● Set exercise
Please count how many lines of the records below contain the string "table", treating uppercase and lowercase as different. Reply with the number alone.

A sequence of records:
========================================
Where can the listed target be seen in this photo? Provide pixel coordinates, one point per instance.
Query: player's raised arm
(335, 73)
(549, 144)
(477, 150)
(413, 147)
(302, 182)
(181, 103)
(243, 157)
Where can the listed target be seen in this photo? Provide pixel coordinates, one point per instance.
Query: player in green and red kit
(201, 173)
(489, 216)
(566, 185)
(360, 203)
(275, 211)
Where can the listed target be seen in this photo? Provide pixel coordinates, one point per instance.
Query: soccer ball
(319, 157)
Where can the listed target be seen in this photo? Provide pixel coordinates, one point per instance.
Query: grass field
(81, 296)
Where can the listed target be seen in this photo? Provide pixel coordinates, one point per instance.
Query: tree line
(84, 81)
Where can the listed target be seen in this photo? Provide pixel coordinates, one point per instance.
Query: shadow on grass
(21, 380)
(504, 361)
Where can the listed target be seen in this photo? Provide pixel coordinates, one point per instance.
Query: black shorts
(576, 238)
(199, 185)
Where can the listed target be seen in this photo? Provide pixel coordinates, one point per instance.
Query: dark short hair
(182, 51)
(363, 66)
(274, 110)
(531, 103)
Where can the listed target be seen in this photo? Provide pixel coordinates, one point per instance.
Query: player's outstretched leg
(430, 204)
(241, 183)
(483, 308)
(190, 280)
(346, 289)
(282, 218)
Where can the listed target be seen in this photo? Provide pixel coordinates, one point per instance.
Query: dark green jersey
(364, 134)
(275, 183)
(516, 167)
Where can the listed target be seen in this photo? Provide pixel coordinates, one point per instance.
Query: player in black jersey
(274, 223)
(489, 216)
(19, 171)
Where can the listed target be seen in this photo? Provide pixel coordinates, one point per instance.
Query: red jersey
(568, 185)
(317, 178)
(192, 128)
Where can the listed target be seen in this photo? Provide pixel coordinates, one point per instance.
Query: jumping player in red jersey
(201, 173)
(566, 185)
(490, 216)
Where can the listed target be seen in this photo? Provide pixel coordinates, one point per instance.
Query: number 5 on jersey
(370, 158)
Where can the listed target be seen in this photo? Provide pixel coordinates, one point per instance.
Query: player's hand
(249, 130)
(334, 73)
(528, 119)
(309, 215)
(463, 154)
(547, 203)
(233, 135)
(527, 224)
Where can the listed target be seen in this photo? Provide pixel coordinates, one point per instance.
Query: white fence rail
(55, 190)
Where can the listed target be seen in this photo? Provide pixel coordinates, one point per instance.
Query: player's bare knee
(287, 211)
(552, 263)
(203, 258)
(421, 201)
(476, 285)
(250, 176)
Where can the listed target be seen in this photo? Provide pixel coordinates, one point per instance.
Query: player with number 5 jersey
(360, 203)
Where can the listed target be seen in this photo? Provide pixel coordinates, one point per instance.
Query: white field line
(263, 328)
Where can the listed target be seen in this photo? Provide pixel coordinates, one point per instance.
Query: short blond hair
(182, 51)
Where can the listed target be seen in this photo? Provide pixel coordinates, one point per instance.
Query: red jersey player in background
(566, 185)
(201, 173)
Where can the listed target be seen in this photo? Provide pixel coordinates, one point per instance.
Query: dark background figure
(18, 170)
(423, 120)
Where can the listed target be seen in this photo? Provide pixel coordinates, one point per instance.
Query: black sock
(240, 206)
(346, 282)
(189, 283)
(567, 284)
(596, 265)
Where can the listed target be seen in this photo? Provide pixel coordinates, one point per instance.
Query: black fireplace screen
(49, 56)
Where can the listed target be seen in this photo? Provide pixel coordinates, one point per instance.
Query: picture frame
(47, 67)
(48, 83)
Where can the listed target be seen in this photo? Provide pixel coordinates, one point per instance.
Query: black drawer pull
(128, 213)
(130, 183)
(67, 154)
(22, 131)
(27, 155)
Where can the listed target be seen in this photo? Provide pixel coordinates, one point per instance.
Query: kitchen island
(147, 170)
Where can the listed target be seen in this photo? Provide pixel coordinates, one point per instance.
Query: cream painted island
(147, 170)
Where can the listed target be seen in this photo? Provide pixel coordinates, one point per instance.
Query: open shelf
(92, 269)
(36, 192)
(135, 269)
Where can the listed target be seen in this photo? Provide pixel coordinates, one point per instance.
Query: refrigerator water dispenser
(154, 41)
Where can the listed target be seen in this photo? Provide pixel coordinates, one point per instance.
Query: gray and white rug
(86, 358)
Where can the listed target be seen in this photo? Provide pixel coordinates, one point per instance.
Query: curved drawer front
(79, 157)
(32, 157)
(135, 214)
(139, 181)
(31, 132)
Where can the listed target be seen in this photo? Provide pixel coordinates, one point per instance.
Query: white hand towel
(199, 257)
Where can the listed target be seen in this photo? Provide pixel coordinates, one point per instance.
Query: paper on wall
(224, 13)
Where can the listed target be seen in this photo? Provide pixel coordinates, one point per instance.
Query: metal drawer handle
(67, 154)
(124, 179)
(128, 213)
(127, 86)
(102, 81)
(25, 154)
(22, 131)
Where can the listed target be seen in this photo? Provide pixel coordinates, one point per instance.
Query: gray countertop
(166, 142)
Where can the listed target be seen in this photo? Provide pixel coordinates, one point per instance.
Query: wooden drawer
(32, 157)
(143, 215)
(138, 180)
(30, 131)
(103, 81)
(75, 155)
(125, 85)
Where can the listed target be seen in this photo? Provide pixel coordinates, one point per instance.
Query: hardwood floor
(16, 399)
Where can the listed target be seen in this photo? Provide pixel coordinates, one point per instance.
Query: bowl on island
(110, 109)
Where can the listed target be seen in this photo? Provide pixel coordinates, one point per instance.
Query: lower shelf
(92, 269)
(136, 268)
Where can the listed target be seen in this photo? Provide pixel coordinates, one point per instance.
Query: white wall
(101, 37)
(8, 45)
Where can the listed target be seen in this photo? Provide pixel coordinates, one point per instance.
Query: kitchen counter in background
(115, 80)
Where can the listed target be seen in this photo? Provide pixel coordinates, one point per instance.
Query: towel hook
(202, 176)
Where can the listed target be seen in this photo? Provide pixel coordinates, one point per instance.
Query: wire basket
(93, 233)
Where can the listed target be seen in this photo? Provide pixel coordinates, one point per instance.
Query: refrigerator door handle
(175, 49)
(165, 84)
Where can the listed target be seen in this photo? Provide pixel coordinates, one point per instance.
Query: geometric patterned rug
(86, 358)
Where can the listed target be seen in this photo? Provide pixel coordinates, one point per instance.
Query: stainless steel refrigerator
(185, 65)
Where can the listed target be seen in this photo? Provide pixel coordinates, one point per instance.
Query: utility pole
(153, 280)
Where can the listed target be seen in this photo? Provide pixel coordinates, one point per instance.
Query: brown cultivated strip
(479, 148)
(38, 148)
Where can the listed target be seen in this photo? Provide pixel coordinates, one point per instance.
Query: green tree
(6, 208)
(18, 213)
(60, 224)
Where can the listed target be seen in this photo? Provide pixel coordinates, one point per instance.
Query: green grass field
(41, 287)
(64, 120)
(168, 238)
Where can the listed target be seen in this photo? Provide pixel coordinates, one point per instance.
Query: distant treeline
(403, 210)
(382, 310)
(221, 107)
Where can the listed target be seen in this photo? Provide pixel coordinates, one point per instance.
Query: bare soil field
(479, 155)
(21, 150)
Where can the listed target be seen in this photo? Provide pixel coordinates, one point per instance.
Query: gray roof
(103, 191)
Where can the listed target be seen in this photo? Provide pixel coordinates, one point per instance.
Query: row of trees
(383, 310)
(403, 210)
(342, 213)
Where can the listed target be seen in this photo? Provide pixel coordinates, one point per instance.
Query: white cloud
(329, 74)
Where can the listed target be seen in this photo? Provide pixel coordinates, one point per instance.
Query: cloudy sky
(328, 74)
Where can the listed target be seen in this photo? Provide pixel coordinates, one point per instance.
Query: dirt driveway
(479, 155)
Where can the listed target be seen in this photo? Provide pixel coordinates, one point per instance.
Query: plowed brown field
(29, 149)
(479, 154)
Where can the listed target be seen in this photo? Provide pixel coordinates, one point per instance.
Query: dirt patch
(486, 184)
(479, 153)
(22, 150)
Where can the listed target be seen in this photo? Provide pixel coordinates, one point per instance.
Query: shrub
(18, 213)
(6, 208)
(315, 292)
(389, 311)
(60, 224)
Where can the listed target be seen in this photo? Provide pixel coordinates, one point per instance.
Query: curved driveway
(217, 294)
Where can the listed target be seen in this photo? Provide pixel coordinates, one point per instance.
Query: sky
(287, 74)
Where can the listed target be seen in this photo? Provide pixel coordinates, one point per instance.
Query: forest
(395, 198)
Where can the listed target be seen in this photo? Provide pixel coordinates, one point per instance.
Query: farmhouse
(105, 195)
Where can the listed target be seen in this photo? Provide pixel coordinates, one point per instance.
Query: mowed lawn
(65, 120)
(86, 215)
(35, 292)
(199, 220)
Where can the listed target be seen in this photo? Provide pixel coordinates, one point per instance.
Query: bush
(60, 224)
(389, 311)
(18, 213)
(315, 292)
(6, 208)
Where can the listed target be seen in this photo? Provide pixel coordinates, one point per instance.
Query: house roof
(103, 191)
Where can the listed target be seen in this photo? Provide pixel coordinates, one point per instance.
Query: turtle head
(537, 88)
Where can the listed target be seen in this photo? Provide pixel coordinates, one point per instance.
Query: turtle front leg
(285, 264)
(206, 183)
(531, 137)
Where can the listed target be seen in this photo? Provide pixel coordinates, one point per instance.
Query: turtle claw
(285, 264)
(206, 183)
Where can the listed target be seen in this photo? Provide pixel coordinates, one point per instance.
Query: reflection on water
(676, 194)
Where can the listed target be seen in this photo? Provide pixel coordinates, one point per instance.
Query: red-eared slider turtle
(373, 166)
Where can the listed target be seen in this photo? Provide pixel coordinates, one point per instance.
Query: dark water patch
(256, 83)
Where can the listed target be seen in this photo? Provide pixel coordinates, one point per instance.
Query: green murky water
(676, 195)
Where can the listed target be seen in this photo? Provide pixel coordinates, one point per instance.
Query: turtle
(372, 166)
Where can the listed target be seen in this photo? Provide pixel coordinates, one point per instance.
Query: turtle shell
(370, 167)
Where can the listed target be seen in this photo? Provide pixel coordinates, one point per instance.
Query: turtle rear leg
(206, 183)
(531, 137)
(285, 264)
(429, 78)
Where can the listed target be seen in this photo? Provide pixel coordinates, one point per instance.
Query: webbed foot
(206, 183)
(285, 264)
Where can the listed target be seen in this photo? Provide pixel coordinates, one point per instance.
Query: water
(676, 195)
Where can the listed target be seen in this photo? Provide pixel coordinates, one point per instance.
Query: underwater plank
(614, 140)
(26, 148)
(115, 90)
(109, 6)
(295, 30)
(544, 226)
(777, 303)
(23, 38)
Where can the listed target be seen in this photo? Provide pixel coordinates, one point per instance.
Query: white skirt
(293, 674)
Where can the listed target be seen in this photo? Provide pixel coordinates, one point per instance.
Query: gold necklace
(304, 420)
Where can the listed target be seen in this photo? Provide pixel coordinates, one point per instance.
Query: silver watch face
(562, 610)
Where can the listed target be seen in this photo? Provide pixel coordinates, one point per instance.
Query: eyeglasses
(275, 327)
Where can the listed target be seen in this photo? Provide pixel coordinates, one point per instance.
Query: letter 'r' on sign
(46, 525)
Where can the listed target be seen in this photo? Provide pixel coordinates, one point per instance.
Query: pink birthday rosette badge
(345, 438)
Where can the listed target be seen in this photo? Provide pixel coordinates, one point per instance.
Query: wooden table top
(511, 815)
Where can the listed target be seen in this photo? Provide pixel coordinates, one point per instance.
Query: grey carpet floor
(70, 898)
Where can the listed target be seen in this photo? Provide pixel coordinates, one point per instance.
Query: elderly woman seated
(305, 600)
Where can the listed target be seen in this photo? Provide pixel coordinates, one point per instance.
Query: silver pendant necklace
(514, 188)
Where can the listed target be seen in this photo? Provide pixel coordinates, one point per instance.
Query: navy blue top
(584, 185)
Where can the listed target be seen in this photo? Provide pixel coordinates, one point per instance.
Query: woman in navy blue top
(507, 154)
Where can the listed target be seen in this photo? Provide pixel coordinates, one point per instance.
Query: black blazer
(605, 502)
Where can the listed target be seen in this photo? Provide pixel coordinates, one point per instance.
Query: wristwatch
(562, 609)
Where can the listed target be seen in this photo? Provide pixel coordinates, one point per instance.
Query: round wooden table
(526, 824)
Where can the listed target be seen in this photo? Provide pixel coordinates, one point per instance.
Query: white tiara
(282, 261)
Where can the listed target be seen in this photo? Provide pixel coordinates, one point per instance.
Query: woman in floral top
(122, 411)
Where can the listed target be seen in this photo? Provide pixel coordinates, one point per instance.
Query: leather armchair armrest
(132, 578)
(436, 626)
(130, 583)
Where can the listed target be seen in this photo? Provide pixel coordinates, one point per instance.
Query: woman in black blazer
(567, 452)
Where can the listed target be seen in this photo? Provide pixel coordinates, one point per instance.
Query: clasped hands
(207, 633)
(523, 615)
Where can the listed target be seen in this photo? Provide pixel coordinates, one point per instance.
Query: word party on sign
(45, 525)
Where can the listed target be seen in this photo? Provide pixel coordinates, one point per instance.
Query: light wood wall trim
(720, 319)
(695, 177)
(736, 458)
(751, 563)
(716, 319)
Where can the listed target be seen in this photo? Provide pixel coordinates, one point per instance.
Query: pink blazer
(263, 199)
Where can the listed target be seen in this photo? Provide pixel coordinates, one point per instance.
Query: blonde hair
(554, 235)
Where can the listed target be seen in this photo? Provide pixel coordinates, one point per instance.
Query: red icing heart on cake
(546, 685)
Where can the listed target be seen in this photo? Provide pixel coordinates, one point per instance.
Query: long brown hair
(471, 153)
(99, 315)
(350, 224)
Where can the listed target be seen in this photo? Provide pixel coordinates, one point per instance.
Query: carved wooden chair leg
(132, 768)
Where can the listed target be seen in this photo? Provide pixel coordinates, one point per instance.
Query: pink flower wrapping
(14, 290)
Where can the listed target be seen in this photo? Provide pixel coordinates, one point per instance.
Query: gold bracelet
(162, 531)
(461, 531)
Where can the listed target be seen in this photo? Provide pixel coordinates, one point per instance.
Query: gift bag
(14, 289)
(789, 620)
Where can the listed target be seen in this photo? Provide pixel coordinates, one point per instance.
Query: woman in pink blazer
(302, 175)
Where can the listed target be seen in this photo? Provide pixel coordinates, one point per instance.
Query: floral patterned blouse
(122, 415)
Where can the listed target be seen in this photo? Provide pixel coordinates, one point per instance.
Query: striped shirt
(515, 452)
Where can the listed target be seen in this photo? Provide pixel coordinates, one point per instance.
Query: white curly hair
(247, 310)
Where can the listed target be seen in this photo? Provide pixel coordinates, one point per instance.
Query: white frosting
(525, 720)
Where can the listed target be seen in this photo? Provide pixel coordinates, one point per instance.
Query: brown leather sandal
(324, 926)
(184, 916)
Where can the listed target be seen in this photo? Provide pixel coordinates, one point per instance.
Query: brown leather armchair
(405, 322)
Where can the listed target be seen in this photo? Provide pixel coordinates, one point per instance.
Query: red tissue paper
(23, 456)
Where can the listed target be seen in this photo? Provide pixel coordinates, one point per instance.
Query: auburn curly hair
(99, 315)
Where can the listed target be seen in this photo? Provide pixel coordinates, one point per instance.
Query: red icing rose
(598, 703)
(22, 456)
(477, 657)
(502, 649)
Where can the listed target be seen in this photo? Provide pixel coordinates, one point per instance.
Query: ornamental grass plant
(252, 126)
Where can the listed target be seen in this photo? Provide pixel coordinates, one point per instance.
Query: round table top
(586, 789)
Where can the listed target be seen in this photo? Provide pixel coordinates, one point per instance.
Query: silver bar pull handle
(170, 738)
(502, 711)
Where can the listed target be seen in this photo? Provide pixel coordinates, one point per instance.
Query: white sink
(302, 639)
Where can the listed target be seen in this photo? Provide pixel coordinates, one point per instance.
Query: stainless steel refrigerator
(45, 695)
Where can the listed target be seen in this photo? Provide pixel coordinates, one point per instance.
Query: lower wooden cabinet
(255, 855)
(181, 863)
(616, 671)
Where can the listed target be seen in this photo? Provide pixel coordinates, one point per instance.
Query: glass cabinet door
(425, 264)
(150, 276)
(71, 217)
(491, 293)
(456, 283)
========================================
● Answer in full
3